** Selection **

Further objective of the present invention is to provide a continuous flow-type heating apparatus which employs a microwave generator of a water-cooling type and is completely sealed as a whole and therefore has no noise generation, does not require a particular installation location, prevents the dust from coming in the interior of the apparatus, has no adhesion of the dust to the interior of the condenser, transformer, and magnetron, and prevents the electric leakage caused by the dust.

To achieve the objectives, an invention described in claim 1 is directed to a continuous flow type heating apparatus which is characterized in that microwave irradiation parts are located at the positions facing to each other with a water supply pipe as a center in-between, fluid flowing in the water supply pipe is heated by half portions in the irradiation of microwave from an irradiation part.

An invention described in claim 2 is directed to a continuous flow type heating apparatus which is characterized in that:

a pair of microwave irradiation parts for which slits are formed at a desired interval along longer axis, are set facing to each other; and

a water supply pipe is set at a central part between the irradiation parts; and

a fluid flowing in the water supply pipe is heated by half portions with the irradiation of microwave from the slit.

Further, an invention described in claim 3 is directed to a continuous flow type heating apparatus which is characterized in that:

an opened part with a desired width is formed on an upper surface on one side of a horizontally prolonged empty box made of metallic material, to become a microwave emitting port;

the empty box is divided into two with a vertical partition except for an upper and lower part of the emitting port;

resultant one sectioned space is horizontally divided into three with two of upper and lower partition to which slits are set at a desired interval, orthogonal to the longer axis;

a space formed on the upper partition is a first irradiation part;

a space formed under the lower partition and connected to a space on another side, is a second irradiation part;

a water supply pipe is set at a central part of a space formed between said two of the upper and lower partitions; microwave from a microwave oscillator set on the empty box is emitted into the empty box from the emitting port; and microwave emitted from the slits of said each irradiation part, is irradiated to the upper and lower part of the water supply pipe.

BRIEF DESCRIPTION OF THE DRAWINGS

FIG. 1 is a schematic illustration of an instantaneous boiler which is one of the examples of the continuous flow type heating apparatus of the present invention.

FIG. 2 is a cross-section of major parts of the instantaneous boiler as shown in FIG. 1 .

FIG. 3 is an illustration viewed at an oblique angle of major parts of the instantaneous boiler as shown in FIG. 1 .

FIG. 4 is a cross-section of major parts of an alternative example of the instantaneous boiler as shown in FIG. 1 .

DETAILED DESCRIPTION OF THE PREFERRED EMBODIMENT

Preferred examples of the continuous flow type heating apparatus of the present invention are explained below in conjunction with attached figures although its structure is not limited to those shown in the figures.

** Data supplied **
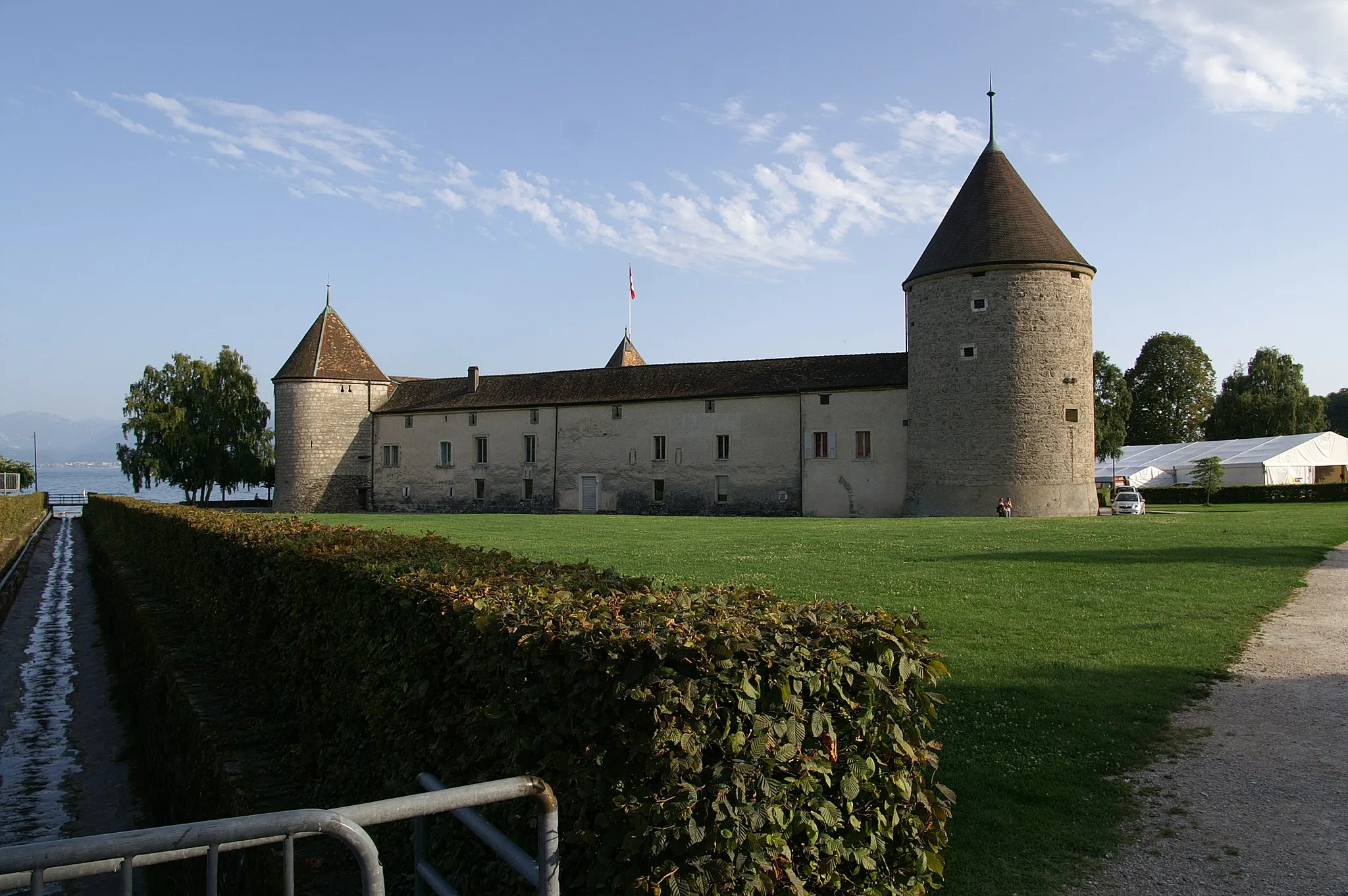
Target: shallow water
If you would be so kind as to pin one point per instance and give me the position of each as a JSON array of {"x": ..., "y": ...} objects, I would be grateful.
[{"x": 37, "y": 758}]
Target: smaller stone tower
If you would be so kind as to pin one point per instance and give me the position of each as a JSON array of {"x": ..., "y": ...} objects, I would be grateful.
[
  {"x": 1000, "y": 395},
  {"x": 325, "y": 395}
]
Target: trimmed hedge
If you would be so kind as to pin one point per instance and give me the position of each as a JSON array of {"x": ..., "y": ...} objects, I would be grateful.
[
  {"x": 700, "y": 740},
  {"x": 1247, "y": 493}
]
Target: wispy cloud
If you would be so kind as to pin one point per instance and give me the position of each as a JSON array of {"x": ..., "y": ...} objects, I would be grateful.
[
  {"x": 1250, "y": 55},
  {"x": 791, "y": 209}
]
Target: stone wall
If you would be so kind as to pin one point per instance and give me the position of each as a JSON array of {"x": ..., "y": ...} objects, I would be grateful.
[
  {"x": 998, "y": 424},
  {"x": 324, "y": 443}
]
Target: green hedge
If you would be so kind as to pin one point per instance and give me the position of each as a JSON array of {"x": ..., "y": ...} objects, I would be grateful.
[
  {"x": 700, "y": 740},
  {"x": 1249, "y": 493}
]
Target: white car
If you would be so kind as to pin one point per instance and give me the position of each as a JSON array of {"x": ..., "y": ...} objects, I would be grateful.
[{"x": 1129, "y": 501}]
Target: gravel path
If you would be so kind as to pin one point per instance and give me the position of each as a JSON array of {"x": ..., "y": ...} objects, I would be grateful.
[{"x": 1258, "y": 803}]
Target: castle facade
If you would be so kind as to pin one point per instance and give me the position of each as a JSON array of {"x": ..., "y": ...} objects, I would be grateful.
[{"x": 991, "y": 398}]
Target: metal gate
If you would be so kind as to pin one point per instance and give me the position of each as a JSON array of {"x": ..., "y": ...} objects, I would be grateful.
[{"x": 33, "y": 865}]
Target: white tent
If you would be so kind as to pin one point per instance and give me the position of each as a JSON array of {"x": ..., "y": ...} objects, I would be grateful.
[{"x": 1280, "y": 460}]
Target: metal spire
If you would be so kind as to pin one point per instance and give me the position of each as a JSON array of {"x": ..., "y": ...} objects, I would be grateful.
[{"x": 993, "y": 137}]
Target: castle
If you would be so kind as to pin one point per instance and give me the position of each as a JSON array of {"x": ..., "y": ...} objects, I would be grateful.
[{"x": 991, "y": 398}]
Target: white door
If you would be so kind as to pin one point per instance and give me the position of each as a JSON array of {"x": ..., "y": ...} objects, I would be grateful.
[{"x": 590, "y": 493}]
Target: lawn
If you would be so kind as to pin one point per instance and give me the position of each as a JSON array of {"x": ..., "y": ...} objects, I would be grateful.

** Task to carry out **
Copy the patent text between "Further objective of" and "by the dust.", inclusive, substituting "debris" for every "dust". Rely only on the patent text, not on the items.

** Exercise solution **
Further objective of the present invention is to provide a continuous flow-type heating apparatus which employs a microwave generator of a water-cooling type and is completely sealed as a whole and therefore has no noise generation, does not require a particular installation location, prevents the debris from coming in the interior of the apparatus, has no adhesion of the debris to the interior of the condenser, transformer, and magnetron, and prevents the electric leakage caused by the debris.